WHAT THE TASK REQUIRES:
Write out, word for word, the passage of the blog excerpt below starting with "2- a majority" and going on through "about it now)".

Tuesday, February 3, 2009

manway [man-wey]:

talking to two of your favorite man friends on a three way phone call like you are in junior high. giggling that you are actually on a three way phone call. (yes, the men giggled) trying to talk love with boys when boys think differently than girls. confirming that one man is not actually engaged (don't fall asleep at girls houses, they will play cruel pranks with your phone). planning to have a manway call at least once every two weeks.

love. these. boys.

Monday, February 2, 2009

twenty-5

everyone has been doing this 25 random things about you stuff. i've been tagged a few times, and i'm finally getting sucked in. hold on, this is going to be a bumpy ride...

1- some people make fun of the way i talk. i say certain words a little differently...like "chwenty" or i have "chwin" nephews...."towlet" paper... "ompen". don't try to correct me, it won't work.
2- a majority of my life, i was blonde. bleach blonde.
3- i believe in bigfoot once a year
4- i love to cook when i go home to visit my family. not having to worry if you have the ingredient or not takes the stress out of cooking for me. plus, i think i enjoy cooking for other people more than just cooking for myself.
5- my brothers used to have lizards and horney toads for pets...and i would play with them. (this almost makes me sick thinking about it now)
6-i was born in orange county, CA. one time a friend asked me where i was born and when i told him this he laughed in my face...like i was trying to be cool after the tv shows and movies and all that jazz. i really was born in the city of Orange in Orange County CA. if i just said Orange, people would look at me like i was stupid.
7- i am not obsessed with my phone as people might think. someone called me out on this over the weekend. i am not obsessed. i am aware. last night, i left my phone at home...by choice. so there.
8- i have a mental list of things that are a big no no. at the top of my list: never tell me i'm annoying. i don't know why that is so offensive to me, but i just don't like it. had a friend tell me this once when we were in a little tif - no dice. my eyes started bulging out of my head and i got really defensive.
9- on a regular basis i write my first name with a slew of different boy's last names. don't be alarmed. there is no harm in this, just a thing girls do. right?? i'm just practicing, and have to make sure it looks right...
10- i love sharing beds with people. when i go home to visit my family, my little sister sleeps in my bed with me. i love falling asleep talking to someone and getting my arm tickled. beb is the BEST.

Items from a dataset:
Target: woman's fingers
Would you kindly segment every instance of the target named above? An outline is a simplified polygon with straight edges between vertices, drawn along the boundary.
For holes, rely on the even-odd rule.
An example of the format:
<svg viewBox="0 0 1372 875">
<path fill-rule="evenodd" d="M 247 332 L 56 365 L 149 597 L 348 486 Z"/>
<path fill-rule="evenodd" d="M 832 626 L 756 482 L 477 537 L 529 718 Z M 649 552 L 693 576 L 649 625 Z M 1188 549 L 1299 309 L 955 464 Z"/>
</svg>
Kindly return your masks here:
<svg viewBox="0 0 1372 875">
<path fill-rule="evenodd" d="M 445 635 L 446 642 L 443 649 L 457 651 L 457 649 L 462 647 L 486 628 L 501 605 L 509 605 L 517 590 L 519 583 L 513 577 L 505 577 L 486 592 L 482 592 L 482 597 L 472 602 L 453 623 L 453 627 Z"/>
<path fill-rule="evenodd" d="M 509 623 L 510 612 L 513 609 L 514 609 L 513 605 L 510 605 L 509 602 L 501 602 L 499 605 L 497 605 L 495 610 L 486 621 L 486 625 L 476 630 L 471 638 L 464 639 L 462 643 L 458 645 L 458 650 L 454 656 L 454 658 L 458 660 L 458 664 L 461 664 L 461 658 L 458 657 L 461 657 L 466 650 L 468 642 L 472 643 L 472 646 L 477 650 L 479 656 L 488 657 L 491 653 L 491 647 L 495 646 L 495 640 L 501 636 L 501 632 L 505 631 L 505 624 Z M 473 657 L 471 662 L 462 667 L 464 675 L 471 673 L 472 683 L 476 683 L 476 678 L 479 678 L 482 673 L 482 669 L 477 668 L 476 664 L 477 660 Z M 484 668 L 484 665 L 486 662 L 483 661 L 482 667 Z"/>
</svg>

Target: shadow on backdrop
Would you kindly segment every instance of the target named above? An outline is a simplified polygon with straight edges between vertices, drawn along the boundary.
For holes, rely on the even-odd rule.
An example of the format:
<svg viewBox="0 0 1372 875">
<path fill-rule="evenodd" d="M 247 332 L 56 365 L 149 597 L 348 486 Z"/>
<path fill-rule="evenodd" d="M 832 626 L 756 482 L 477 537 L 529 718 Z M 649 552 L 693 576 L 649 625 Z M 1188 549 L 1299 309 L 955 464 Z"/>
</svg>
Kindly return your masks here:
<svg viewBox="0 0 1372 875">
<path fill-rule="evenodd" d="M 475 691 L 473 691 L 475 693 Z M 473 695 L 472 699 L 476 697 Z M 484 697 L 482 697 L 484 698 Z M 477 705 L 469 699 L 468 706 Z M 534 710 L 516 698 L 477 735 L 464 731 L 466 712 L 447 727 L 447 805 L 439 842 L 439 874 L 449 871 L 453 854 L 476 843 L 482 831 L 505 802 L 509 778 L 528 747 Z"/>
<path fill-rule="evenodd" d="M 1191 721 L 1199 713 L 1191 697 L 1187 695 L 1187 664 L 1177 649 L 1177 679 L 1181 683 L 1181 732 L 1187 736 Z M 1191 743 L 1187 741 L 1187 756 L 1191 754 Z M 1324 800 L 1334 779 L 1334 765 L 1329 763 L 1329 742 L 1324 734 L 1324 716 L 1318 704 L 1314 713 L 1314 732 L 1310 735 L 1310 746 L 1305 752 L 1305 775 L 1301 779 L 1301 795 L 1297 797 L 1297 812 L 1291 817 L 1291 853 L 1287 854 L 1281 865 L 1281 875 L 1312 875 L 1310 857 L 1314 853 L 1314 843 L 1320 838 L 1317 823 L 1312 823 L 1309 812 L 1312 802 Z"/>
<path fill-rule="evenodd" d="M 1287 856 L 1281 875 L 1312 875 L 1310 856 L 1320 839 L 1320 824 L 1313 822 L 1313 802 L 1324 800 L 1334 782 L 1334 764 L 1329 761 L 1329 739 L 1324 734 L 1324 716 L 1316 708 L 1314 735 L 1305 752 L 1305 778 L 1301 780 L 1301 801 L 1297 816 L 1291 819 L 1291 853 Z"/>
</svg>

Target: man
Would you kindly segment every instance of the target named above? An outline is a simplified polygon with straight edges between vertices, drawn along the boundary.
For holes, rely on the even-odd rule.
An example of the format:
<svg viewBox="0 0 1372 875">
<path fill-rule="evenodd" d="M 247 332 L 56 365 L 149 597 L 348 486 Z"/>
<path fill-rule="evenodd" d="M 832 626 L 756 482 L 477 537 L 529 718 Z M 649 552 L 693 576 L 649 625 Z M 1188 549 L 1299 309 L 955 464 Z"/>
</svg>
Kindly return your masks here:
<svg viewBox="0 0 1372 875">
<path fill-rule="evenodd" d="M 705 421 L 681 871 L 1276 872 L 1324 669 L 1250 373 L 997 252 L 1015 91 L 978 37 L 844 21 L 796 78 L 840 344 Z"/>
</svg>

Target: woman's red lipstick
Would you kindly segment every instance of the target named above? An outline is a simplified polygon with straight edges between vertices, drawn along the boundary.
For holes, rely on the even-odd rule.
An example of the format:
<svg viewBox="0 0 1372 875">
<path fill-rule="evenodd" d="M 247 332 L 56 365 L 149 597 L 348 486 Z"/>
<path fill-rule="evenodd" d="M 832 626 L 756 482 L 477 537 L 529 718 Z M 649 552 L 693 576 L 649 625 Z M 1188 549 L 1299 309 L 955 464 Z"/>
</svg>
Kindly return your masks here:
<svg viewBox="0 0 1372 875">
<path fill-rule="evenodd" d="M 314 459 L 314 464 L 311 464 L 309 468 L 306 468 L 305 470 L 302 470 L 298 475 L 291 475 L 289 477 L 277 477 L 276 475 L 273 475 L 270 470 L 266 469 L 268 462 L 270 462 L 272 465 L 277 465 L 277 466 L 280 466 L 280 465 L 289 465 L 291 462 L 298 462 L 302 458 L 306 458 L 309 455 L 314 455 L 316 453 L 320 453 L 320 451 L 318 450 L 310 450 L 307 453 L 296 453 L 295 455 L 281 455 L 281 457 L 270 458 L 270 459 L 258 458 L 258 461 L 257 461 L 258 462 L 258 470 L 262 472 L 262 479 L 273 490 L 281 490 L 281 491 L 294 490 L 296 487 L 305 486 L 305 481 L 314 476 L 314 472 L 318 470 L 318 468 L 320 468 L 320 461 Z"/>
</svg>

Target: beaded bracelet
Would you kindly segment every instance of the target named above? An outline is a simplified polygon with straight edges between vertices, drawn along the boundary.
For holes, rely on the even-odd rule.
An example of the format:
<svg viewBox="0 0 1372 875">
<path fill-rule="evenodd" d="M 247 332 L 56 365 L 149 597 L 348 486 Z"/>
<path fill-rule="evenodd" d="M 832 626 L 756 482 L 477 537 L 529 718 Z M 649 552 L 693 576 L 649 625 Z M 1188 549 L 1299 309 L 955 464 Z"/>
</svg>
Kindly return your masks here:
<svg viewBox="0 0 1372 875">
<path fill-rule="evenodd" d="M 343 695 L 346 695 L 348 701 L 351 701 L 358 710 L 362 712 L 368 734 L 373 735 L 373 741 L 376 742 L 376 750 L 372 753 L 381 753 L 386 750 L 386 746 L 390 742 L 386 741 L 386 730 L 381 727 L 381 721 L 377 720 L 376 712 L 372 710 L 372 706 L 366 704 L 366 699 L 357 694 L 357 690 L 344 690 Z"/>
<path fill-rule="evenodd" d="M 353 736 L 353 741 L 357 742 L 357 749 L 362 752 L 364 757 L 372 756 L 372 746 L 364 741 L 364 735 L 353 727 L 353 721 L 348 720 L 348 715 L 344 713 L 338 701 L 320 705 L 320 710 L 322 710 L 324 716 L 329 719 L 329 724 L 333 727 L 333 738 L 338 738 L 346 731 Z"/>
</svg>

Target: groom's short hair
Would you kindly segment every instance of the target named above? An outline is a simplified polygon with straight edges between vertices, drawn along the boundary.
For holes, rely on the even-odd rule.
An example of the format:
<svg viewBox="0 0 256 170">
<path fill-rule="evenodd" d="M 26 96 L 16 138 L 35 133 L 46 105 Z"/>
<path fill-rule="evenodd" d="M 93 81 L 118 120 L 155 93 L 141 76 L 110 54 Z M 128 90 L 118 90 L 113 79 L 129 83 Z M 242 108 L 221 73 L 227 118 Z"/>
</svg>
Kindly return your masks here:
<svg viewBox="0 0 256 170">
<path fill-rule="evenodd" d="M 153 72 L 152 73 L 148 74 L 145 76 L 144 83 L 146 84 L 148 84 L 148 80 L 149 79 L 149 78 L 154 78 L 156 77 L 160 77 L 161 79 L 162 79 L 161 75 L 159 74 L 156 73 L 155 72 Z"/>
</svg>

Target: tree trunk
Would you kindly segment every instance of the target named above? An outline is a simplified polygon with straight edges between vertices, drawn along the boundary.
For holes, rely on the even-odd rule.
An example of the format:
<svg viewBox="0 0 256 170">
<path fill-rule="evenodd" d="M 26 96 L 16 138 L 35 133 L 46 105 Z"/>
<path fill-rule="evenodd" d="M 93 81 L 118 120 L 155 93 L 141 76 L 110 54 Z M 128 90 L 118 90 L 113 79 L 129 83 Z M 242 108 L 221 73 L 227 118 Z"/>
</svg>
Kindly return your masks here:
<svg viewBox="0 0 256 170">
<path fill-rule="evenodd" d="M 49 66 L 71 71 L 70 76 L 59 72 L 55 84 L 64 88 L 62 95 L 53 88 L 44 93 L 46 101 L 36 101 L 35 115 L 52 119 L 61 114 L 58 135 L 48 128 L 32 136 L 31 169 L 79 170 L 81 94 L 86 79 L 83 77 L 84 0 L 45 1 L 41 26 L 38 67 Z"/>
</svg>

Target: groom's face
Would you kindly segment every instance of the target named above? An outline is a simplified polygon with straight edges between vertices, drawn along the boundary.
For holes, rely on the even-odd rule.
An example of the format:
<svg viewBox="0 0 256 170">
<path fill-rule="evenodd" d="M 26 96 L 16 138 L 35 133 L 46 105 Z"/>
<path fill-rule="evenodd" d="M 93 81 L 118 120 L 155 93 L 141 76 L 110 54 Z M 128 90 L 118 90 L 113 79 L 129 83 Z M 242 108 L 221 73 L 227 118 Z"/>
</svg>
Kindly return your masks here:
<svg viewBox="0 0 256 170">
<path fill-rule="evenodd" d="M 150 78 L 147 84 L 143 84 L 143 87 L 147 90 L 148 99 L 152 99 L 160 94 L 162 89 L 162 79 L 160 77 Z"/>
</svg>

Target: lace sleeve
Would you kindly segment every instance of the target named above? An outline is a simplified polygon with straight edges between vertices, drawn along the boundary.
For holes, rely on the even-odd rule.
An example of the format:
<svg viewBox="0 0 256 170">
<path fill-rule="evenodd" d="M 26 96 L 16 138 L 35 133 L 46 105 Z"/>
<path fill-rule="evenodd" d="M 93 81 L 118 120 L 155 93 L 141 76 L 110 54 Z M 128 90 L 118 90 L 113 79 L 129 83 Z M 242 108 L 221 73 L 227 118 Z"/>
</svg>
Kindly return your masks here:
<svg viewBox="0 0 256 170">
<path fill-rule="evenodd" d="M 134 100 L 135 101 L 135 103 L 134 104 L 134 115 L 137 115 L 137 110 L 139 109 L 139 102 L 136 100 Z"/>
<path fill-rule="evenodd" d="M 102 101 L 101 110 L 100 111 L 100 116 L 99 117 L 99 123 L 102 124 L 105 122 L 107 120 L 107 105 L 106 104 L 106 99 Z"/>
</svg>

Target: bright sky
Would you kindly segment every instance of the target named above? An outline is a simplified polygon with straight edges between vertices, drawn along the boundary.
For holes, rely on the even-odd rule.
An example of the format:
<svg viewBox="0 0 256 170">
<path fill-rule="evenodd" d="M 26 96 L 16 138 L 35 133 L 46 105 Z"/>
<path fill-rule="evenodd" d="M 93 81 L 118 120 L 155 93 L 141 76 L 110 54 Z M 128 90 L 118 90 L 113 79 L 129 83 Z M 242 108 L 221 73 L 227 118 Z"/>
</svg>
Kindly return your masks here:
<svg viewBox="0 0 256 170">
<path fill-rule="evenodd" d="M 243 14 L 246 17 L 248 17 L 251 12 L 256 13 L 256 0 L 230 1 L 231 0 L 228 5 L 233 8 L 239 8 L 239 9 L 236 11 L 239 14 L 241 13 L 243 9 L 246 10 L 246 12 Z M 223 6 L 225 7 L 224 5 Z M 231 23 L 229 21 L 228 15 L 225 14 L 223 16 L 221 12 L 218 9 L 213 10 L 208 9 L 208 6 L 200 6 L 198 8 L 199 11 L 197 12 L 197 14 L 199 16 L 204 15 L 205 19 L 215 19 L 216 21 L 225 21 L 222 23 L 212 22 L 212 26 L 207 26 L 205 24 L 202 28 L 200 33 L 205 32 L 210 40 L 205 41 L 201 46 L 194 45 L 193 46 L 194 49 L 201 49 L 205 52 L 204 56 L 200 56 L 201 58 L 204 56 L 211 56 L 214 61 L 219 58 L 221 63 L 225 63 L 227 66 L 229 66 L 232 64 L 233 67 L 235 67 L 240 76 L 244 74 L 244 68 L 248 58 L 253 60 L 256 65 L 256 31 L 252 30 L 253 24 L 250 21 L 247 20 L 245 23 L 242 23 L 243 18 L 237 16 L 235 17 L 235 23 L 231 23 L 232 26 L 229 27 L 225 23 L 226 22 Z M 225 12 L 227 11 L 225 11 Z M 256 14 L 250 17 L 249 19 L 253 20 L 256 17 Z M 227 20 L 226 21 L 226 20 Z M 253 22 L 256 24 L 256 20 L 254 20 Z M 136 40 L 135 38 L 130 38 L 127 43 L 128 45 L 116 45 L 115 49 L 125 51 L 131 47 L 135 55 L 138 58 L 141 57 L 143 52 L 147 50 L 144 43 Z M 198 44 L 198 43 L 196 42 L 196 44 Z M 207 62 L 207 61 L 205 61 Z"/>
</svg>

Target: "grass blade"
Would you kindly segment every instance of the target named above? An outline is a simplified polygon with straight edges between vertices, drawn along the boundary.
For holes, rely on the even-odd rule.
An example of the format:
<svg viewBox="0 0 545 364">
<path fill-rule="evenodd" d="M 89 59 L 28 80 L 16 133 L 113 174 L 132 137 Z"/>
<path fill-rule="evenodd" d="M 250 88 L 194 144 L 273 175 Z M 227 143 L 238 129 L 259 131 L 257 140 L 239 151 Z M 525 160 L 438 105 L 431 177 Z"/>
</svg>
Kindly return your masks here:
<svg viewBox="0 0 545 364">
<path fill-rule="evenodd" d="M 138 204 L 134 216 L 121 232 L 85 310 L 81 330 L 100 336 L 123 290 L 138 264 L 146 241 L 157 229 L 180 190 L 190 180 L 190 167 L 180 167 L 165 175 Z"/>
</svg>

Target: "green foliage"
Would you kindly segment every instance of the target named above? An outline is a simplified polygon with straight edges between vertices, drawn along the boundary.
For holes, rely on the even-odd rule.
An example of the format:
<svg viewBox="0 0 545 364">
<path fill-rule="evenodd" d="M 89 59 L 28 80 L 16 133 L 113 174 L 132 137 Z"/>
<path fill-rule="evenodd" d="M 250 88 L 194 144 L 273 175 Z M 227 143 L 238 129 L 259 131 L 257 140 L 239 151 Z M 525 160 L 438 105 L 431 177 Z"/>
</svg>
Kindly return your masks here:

TASK OUTPUT:
2- a majority of my life, i was blonde. bleach blonde.
3- i believe in bigfoot once a year
4- i love to cook when i go home to visit my family. not having to worry if you have the ingredient or not takes the stress out of cooking for me. plus, i think i enjoy cooking for other people more than just cooking for myself.
5- my brothers used to have lizards and horney toads for pets...and i would play with them. (this almost makes me sick thinking about it now)